What the task asks:
A word-for-word copy of every entry below is required; the images do not belong in it.

- Opening Delimiter -

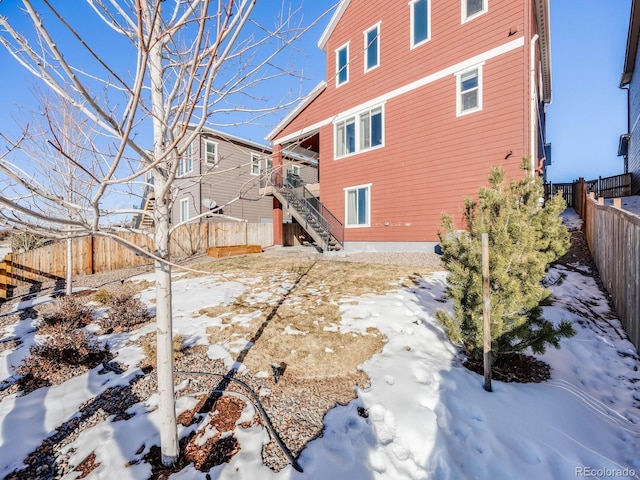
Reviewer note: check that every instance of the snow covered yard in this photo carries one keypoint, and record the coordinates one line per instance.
(419, 415)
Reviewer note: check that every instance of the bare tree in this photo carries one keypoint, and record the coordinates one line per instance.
(151, 76)
(61, 154)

- Closing Delimiter -

Solution to the exercise:
Reviewer note: check that every instance of the snow covered yard in this photo carries one keypoint, and record the coordinates one line per instance.
(419, 415)
Reviewer note: check that every instance of the bare tree in this photo carries one keypoint, and record the coordinates one line per instance.
(151, 76)
(61, 154)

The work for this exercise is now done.